PASSAGE TO READ:
POM. Do you think that the differences that one sees in newspapers or the media between how COSATU has reservations about GEAR and how COSATU make a distinction between GEAR and the RDP, do you think they have now been resolved or that when Sam talks about rolling mass action this year, what's he talking about?
JN. But Padraig, I think my biggest failure in the past would have been where COSATU agreed to everything government does. I think the biggest failure we would have made in the past is to have a situation today where COSATU agrees with everything government does. So you must understand that COSATU is a trade union organisation there to defend the interests of its members primarily. Beyond that it has political goals and economic goals that seek to advance the interests of the vast majority of people and therefore their commitment to RDP. But COSATU is not the ANC and the ANC is not the SACP. We must recognise that there are going to be contradictions. A tension between these organisations is not unhealthy. It's actually a healthy sign of democracy. Our critical challenge is how we manage the contradiction so they don't become irreconcilable but the vested interests in our country that have acquired power under apartheid see the alliance as the single biggest threat to their ideology and so, yes, you're going to have concerted attempts to try and break up this alliance that defeated apartheid.

RECORD EXTRACTS:
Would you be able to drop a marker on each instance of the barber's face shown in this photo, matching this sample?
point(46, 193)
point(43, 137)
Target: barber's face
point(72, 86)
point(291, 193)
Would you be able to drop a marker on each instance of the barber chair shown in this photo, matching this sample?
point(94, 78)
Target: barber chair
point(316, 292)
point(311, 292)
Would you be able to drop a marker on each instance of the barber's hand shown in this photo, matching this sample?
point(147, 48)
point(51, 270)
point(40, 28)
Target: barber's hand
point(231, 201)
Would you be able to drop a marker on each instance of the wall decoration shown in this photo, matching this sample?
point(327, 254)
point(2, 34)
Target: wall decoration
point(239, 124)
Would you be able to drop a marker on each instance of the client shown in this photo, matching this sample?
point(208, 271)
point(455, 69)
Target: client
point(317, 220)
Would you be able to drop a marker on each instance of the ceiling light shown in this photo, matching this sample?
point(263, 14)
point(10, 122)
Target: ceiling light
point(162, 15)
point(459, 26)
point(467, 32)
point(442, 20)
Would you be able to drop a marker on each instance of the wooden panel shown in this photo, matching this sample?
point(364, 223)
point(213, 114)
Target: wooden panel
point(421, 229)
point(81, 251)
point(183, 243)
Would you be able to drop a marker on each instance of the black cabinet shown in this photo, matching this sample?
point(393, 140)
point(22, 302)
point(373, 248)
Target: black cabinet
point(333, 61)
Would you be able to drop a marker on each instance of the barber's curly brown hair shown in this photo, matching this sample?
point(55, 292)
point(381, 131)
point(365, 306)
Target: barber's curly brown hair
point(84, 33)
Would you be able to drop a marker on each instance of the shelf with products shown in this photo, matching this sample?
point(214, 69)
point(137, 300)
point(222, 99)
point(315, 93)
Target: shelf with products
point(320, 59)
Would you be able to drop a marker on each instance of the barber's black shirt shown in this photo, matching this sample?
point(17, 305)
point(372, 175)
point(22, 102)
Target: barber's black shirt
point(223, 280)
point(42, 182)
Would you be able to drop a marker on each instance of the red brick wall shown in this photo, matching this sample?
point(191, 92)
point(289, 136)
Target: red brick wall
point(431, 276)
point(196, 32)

WORK ORDER 1:
Using the interview about COSATU, decide whether each statement agrees with it. Answer yes or no for each, and quote the deciding words.
(a) The speaker calls tension between these organisations unhealthy.
(b) The speaker describes COSATU as a trade union organisation whose main role is to defend its members' interests.
(c) The speaker treats COSATU and the ANC as the same organisation.
WORK ORDER 2: Extend the interview about COSATU, starting after its last sentence.
The entries can be set aside; they play no part here.

EXERCISE RESULT 1:
(a) No: "A tension between these organisations is not unhealthy."
(b) Yes: "COSATU is a trade union organisation there to defend the interests of its members primarily."
(c) No: "COSATU is not the ANC and the ANC is not the SACP."

EXERCISE RESULT 2:
POM. Very quickly, since we're in the last minute or two this time round, do you still see, as you said the last time when we talked about it, that the attempt by the National Party to reconstruct itself either under a new label or under a new umbrella or whatever is still an absolute myth, that it just simply can't, it just misses reality?
JN. Absolutely. I think the NP is going to close one of these days because there are irreconcilable factions within it, one committed to maintaining a type of racist ideology based here on trying to carve out an Afrikaner homeland in the Western Cape and another that sees that unless they break out of the mould of minority politics and make inroads into the black community that they are not a party of the future.
POM. But can they ever make inroads into the black community? What's your betting? If you were a betting man what would you say, in the next 20 years?
JN. I think it would be very difficult for the majority of black people in this country.
POM. Even for a significant number?
JN. For any number of any significance to see the NP as a vehicle for transformation.